- **Required actions**
#1 Quote, word for word, the part of the meropenem pharmacokinetics text starting with "Hepatic Insufficiency: A" and going on through "clearance and age.".
#2 According to the meropenem pharmacokinetics text, what was the mean meropenem clearance value in children aged 2-5 years?

- **Exercise text**
-- Opening Marker --

Meropenem is cleared by haemodialysis with clearance during haemodialysis being approximately 4 times higher that in anuric patients.
Hepatic Insufficiency: A study in patients with alcoholic cirrhosis has shown no effect of liver disease on the pharmacokinetics of meropenem after repeated doses.
Adult patients: Pharmacokinetic studies performed in patients have not shown significant pharmacokinetic differences versus healthy subjects with equivalent renal function. A population model developed from data in 79 patients with intra-abdominal infection or pneumonia, showed a dependence of the central volume on weight and the clearance on creatinine clearance and age.
Paediatrics: The pharmacokinetics in infants and children with infection at doses of 10, 20 and 40 mg/kg showed Cmax values approximating to those in adults following 500, 1000 and 2000 mg doses, respectively. Comparison showed consistent pharmacokinetics between the doses and half-lives similar to those observed in adults in all but the youngest subjects (<6 months t½ 1.6 hours). The mean meropenem clearance values were 5.8 mL/min/kg (6-12 years), 6.2 mL/min/kg (2-5 years), 5.3 mL/min/kg (6-23 months) and 4.3 mL/min/kg (2-5 months). Approximately 60 % of the dose is excreted in urine over 12 hours as meropenem with a further 12 % as metabolite. Meropenem concentrations in the CSF of children with meningitis are approximately 20 % of concurrent plasma levels although there is significant inter-individual variability.
The pharmacokinetics of meropenem in neonates requiring anti-infective treatment showed greater clearance in neonates with higher chronological or gestational age with an overall average half-life of 2.9 hours. Monte Carlo simulation based on a population PK model showed that a dose regimen of 20 mg/kg 8 hourly achieved 60 %T>MIC for
P. aeruginosa in 95% of pre-term and 91% of full term neonates.

-- Closing Marker --

- **Data under study**
-- Opening Marker --

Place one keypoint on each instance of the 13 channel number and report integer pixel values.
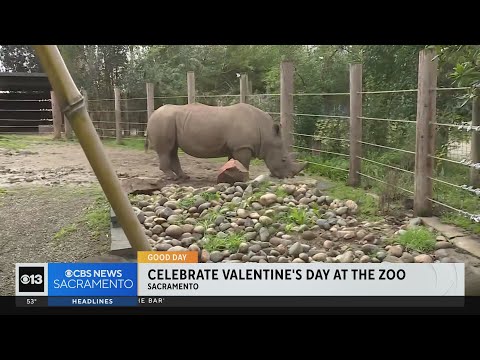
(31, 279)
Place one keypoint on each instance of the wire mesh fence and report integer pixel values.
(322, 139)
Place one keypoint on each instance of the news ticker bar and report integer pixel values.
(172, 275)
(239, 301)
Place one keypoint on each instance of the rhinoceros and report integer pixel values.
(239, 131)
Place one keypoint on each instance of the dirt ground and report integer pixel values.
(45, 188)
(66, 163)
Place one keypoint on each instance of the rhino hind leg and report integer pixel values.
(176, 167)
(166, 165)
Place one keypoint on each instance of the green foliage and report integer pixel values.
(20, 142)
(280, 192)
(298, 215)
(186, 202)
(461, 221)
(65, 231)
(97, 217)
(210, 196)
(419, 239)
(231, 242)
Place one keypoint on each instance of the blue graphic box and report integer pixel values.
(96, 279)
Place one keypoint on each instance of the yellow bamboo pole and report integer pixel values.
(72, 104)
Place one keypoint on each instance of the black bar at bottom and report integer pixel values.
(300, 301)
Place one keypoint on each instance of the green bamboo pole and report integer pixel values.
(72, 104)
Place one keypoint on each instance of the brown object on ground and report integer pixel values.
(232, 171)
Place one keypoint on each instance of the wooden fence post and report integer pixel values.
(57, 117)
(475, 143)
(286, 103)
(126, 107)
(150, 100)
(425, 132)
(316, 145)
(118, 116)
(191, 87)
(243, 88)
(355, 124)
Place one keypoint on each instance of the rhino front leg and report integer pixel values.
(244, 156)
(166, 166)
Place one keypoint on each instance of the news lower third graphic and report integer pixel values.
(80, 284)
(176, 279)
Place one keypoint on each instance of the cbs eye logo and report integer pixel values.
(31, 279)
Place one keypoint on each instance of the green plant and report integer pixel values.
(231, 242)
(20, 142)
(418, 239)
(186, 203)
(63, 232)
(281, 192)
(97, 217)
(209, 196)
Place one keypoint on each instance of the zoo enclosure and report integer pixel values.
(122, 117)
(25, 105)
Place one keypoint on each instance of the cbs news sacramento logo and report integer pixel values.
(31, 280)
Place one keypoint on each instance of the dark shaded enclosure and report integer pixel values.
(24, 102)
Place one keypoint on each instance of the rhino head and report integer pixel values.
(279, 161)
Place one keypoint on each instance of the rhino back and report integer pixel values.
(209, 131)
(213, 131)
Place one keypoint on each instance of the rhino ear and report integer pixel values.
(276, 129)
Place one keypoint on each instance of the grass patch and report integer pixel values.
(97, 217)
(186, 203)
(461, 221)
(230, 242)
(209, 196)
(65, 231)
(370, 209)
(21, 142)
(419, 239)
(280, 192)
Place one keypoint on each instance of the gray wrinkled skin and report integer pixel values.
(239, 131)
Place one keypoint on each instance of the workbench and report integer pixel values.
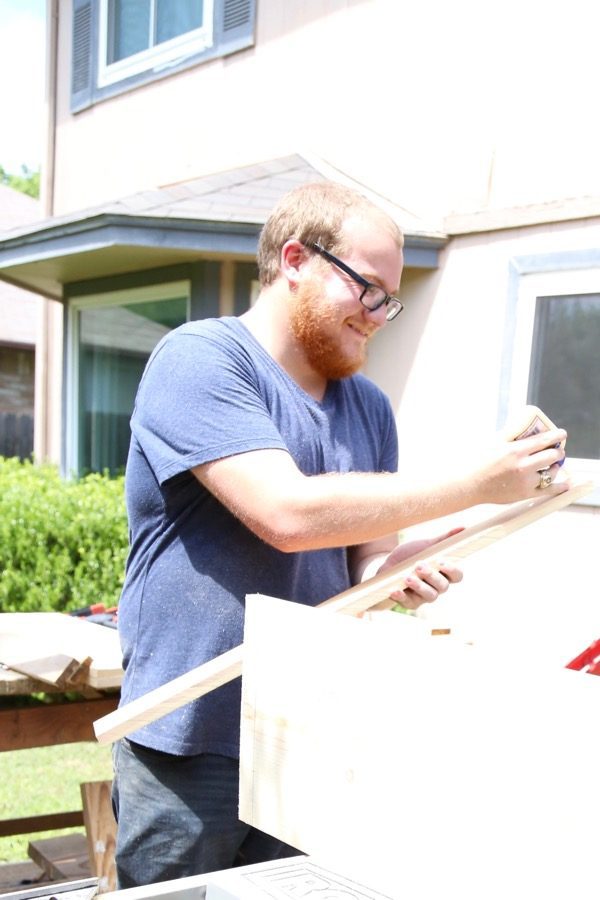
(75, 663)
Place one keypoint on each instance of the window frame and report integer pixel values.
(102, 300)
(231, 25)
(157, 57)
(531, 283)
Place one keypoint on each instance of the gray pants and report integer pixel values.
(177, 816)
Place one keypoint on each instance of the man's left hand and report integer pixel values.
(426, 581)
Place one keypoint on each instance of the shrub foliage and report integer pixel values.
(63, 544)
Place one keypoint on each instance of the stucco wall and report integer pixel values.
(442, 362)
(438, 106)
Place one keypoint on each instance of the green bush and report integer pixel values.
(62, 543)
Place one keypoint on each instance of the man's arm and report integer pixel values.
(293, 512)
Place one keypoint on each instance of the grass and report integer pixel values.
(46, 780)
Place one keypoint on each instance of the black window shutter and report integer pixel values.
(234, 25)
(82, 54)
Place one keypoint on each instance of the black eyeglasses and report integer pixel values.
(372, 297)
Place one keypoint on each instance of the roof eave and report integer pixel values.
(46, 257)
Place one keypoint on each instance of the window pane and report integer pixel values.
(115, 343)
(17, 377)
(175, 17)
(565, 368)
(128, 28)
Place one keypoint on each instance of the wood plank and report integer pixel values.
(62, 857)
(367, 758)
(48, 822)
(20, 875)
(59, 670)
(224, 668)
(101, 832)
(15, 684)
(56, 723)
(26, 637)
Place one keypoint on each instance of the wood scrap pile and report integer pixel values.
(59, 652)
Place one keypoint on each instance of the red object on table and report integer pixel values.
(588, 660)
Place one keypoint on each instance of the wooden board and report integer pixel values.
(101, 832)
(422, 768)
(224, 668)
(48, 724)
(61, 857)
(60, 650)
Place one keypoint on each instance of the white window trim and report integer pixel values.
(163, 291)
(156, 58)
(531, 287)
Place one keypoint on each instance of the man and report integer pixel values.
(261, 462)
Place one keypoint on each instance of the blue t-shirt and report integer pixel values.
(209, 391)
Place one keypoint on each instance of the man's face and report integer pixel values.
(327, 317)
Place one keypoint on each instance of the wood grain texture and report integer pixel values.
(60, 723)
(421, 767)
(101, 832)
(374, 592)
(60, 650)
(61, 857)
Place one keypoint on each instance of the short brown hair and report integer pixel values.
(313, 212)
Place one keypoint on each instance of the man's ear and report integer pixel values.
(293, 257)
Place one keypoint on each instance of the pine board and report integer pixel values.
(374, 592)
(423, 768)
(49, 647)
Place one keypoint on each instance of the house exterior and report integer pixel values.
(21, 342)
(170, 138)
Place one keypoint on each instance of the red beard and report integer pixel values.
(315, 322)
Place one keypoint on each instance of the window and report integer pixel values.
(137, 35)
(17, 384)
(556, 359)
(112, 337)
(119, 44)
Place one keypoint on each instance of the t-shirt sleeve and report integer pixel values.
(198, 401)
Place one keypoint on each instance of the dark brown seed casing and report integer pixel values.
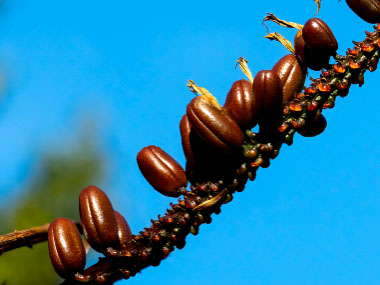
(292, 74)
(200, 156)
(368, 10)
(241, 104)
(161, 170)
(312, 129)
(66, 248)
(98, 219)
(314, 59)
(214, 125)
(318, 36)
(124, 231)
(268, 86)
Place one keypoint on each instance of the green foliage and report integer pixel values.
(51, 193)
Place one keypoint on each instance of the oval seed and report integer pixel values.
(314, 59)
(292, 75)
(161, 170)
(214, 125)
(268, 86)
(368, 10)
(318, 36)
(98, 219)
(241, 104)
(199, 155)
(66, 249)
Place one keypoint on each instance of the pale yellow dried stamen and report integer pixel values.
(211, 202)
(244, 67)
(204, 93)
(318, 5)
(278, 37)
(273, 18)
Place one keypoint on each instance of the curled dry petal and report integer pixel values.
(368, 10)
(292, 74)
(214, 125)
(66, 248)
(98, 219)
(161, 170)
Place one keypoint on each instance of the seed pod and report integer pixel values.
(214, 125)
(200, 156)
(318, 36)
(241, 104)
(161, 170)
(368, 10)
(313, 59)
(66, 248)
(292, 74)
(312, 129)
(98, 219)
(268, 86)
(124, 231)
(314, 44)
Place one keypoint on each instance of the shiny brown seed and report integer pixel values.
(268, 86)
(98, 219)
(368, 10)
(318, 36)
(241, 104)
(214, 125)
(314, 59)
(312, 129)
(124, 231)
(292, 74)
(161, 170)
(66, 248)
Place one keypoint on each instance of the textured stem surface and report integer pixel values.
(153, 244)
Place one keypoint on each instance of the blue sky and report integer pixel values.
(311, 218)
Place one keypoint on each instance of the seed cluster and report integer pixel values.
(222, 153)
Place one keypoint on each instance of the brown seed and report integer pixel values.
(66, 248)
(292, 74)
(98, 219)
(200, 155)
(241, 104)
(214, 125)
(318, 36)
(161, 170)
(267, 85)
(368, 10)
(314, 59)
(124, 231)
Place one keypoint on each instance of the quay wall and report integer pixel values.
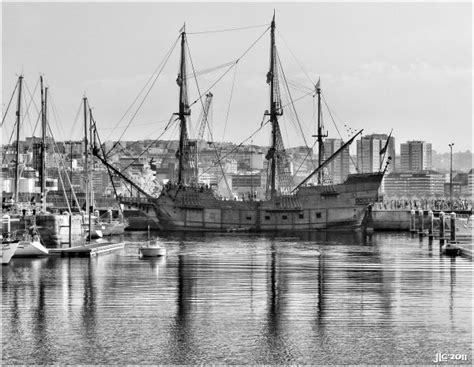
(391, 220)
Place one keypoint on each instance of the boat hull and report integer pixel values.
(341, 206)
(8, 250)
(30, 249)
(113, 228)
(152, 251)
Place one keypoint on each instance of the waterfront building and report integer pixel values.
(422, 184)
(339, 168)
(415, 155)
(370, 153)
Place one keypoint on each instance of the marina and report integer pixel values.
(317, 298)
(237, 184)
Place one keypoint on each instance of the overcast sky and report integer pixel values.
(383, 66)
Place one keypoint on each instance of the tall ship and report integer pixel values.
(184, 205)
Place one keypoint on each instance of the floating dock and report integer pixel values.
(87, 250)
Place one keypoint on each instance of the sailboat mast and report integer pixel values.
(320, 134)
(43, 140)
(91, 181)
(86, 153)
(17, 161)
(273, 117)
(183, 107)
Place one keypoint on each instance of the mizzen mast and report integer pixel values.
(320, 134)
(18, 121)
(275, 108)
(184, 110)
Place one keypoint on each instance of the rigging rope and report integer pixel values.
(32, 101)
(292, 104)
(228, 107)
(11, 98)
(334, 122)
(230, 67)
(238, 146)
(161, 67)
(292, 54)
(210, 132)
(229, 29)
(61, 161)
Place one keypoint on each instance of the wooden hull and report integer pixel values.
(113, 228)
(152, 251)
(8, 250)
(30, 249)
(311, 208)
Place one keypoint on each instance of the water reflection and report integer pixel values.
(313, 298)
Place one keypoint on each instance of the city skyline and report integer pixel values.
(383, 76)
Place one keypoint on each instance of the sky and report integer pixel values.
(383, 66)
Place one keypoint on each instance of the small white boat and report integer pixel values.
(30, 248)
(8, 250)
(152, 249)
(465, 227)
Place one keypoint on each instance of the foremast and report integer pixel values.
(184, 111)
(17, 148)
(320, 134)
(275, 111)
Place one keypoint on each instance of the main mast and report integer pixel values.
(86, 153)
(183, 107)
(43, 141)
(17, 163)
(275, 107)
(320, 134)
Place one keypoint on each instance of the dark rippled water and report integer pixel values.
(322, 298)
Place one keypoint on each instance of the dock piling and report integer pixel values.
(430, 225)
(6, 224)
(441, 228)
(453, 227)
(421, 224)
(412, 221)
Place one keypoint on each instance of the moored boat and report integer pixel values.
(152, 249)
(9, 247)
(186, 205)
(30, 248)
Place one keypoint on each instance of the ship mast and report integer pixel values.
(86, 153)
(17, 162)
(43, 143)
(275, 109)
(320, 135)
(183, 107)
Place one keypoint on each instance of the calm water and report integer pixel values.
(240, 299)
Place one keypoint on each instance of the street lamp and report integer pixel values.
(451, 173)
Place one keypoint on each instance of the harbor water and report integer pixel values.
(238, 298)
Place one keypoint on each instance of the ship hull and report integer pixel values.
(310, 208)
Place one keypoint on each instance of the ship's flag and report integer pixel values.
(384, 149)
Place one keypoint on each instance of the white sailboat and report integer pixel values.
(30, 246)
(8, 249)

-- Closing Marker --

- **Answers by task**
#1
Hepatic Insufficiency: A study in patients with alcoholic cirrhosis has shown no effect of liver disease on the pharmacokinetics of meropenem after repeated doses.
Adult patients: Pharmacokinetic studies performed in patients have not shown significant pharmacokinetic differences versus healthy subjects with equivalent renal function. A population model developed from data in 79 patients with intra-abdominal infection or pneumonia, showed a dependence of the central volume on weight and the clearance on creatinine clearance and age.

#2 6.2 mL/min/kg